WHAT IS NEEDED: Rewrite only the records from the line that has "Question. Indicate one point on each instance of the tall" through the line that has "22), (4, 135)]", requests included. Adjust each coordinate in the answers by adding -87 to it.

(Part of a data file)
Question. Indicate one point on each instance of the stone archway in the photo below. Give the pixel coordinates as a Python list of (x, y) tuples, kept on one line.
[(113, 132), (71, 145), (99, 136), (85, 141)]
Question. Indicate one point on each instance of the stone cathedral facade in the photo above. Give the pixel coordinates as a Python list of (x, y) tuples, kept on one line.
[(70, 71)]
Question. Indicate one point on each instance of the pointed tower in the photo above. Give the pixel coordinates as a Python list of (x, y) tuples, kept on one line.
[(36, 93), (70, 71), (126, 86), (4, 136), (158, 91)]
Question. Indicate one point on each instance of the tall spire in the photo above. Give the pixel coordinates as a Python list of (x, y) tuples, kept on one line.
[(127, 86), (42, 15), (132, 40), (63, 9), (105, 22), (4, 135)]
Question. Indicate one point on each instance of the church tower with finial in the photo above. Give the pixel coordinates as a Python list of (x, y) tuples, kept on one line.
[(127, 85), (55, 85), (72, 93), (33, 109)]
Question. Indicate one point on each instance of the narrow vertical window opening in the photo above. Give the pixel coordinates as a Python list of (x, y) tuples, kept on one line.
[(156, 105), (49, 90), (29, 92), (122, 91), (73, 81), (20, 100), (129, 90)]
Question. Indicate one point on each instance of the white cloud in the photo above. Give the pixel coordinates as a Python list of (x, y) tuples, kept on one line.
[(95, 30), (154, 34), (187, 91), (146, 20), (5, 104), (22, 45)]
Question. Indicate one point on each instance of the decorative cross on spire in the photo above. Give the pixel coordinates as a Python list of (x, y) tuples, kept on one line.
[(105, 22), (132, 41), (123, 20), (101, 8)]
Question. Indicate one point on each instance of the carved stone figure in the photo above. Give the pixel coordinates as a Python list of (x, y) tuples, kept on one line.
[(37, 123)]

FINAL ANSWER:
Question. Indicate one point on each instance of the tall spire in the photo above. Give the pixel coordinates as a Python list of (x, y) tuples, kept on one line.
[(40, -1), (-45, -72), (45, -47), (-24, -78), (18, -65), (-83, 48)]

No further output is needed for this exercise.